Instructions for the task - Rescale everything in the data below, from the line containing "snow you can see." down to the line containing "[0,81,40,224]", both included. Write those lines again with their requests, multiplying every bounding box coordinate in the answers by 1.7 and rounding to whole numbers with halves rounded up, and leave the pictures out.
------------------------------------------------------------
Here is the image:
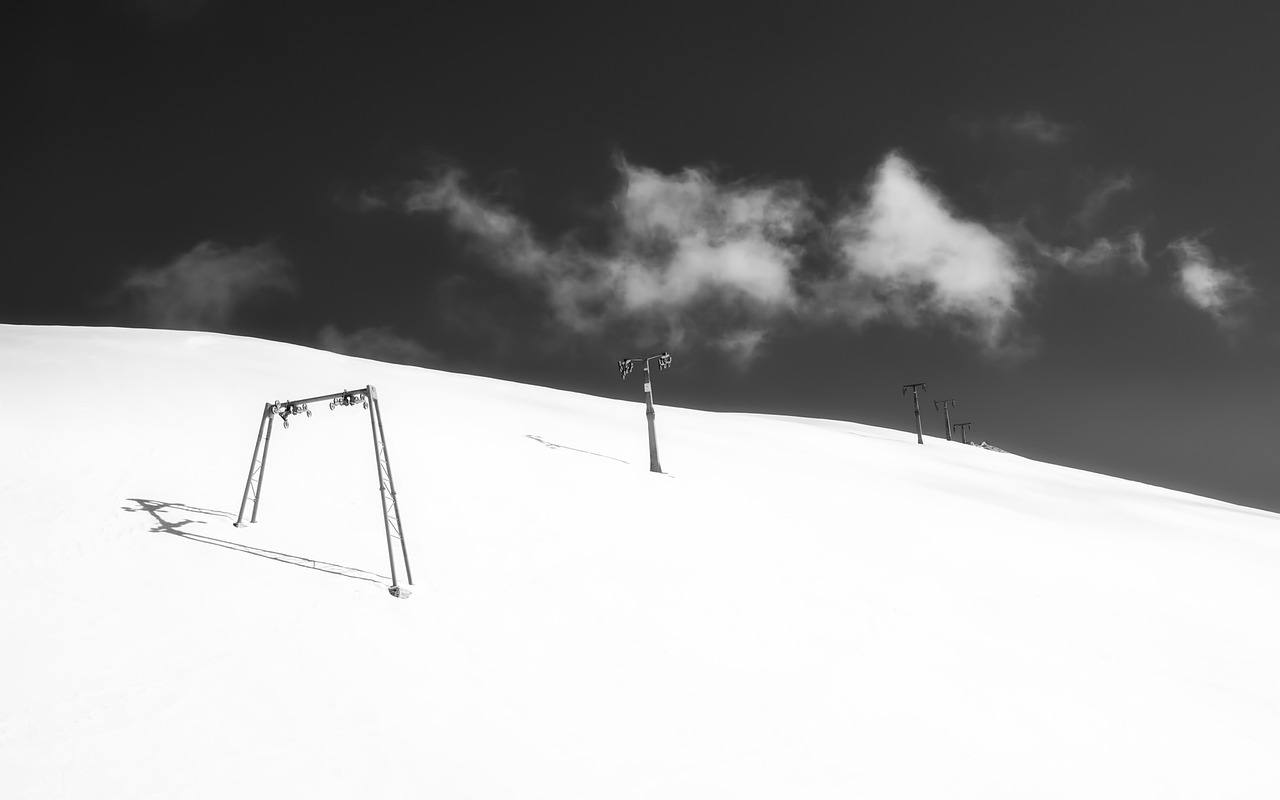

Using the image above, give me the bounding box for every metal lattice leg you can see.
[236,403,275,527]
[367,385,413,598]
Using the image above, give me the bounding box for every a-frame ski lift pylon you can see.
[236,385,413,598]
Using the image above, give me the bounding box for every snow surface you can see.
[0,325,1280,800]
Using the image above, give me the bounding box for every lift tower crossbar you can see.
[933,399,956,442]
[236,385,413,598]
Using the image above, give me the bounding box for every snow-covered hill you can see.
[0,326,1280,800]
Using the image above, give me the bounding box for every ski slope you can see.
[0,325,1280,800]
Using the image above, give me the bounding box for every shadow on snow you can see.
[122,498,390,584]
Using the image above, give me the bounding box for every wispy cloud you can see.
[1075,173,1135,230]
[114,242,294,330]
[316,325,440,366]
[1169,238,1253,328]
[376,148,1248,364]
[1025,230,1151,278]
[956,111,1076,146]
[403,159,812,353]
[818,154,1033,353]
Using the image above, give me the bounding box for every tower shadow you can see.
[120,498,390,584]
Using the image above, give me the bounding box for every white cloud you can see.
[118,242,293,330]
[1028,230,1149,276]
[404,160,812,356]
[818,154,1033,352]
[316,325,440,366]
[1169,238,1253,328]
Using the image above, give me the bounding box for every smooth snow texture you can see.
[0,326,1280,800]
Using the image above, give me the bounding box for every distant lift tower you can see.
[236,387,413,598]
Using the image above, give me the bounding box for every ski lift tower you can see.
[236,385,413,598]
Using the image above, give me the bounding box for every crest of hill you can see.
[0,325,1280,800]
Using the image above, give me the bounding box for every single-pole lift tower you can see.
[902,383,928,444]
[618,351,671,472]
[236,385,413,598]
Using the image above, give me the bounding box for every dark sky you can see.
[0,0,1280,511]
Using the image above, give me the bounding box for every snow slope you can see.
[0,325,1280,800]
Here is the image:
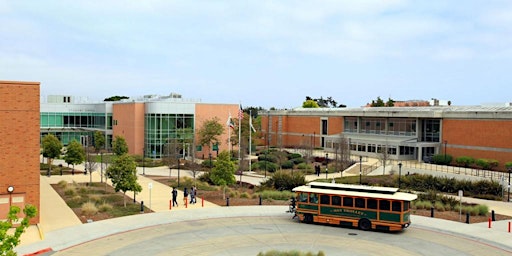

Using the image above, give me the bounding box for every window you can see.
[356,198,366,208]
[309,193,318,204]
[379,200,390,211]
[332,196,341,206]
[299,193,308,202]
[367,198,377,209]
[320,195,331,204]
[391,201,402,212]
[343,197,354,207]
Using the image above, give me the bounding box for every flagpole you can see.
[228,113,231,157]
[238,105,244,164]
[249,109,252,172]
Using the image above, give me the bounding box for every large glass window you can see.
[361,118,386,134]
[422,119,441,142]
[144,114,194,158]
[388,118,416,136]
[343,117,357,132]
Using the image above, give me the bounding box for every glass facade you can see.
[40,112,112,146]
[41,112,112,130]
[144,113,194,158]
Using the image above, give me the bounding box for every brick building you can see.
[261,105,512,170]
[0,81,40,224]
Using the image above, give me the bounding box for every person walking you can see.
[183,187,188,205]
[172,188,178,207]
[190,187,195,204]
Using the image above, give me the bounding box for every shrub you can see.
[434,201,445,212]
[201,159,215,168]
[291,157,306,164]
[57,180,68,189]
[64,188,76,196]
[81,202,98,216]
[475,204,489,216]
[281,161,293,169]
[297,163,312,170]
[98,202,114,212]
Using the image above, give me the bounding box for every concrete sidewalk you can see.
[20,160,219,246]
[16,206,512,255]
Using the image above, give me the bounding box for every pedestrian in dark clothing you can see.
[190,187,196,204]
[183,188,188,205]
[172,188,178,207]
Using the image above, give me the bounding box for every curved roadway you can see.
[49,207,512,256]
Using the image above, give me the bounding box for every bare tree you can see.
[85,136,98,184]
[333,133,351,174]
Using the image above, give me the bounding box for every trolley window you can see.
[332,196,341,206]
[379,200,390,211]
[320,195,331,204]
[343,197,354,207]
[367,198,377,210]
[391,201,402,212]
[356,197,366,208]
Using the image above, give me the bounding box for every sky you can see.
[0,0,512,109]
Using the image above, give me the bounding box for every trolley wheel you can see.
[304,214,313,224]
[358,219,372,231]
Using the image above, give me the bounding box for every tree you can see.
[0,204,37,255]
[302,100,320,108]
[112,136,128,156]
[43,134,62,174]
[198,117,224,151]
[107,154,142,207]
[94,131,105,152]
[64,140,85,173]
[210,151,236,186]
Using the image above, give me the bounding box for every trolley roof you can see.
[293,182,418,201]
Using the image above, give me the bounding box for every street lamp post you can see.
[142,148,146,175]
[398,162,402,189]
[325,153,329,179]
[208,153,212,172]
[176,154,180,187]
[444,140,448,163]
[359,156,363,185]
------------------------------------------------------------
Correct result -
Using the image above, give me the bounding box for every shadow on snow you can see.
[207,847,663,993]
Using the image above, give me the bounding box for every wispy cloud you can see.
[1828,294,1930,391]
[194,411,500,561]
[537,553,748,622]
[1987,405,2130,558]
[639,252,2122,619]
[1743,391,1957,473]
[1625,189,1829,248]
[685,270,1380,600]
[1391,262,1756,600]
Using the image above, give me the bounding box for every tower shadow you can see.
[204,847,663,993]
Using the image above, give me the bounding box for every white cloud you can see.
[201,411,498,561]
[1748,391,1953,469]
[687,272,1380,605]
[1391,262,1756,598]
[537,553,748,622]
[1987,405,2130,558]
Using the image above, give me the bounding box for every smooth snow texture you can see.
[0,554,2176,1360]
Using the image above, give me the bounding box for every distant lift tower you can see.
[401,658,702,1017]
Using the image above, give me the bounding box for every ski lift tower you can see.
[401,655,702,1017]
Using the image above, give me the bounding box for every crest of hill you can see.
[0,553,2176,1360]
Using the image above, give me the bounding box for every single-pole lift tower you can see.
[1533,651,1578,755]
[1051,597,1141,802]
[401,655,702,1017]
Using the image above, give me the bounding box for every dark sky you can see.
[0,0,2176,869]
Using the image above, give me the bounding box for every snow slope you can see.
[0,553,2176,1360]
Here is the image:

Using the image above, give me the bounding box for every window you can see.
[605,337,622,354]
[525,328,541,347]
[644,340,663,359]
[564,333,580,350]
[508,328,524,343]
[624,337,641,355]
[544,332,563,347]
[665,342,683,360]
[583,335,602,352]
Using the image above, give me the bounding box for every flagpole you can see.
[388,192,393,267]
[405,179,415,279]
[423,185,428,292]
Using the image above, give me the bounding box for every large glass window you can see.
[614,201,656,228]
[717,202,750,241]
[245,194,330,269]
[660,201,707,231]
[583,199,607,224]
Using the image above, give me the bounding box for every glass facade you can see.
[68,190,190,248]
[70,190,190,221]
[245,192,330,269]
Using the image above, give me the bounding box for every brick building you can see.
[444,179,870,289]
[0,138,68,381]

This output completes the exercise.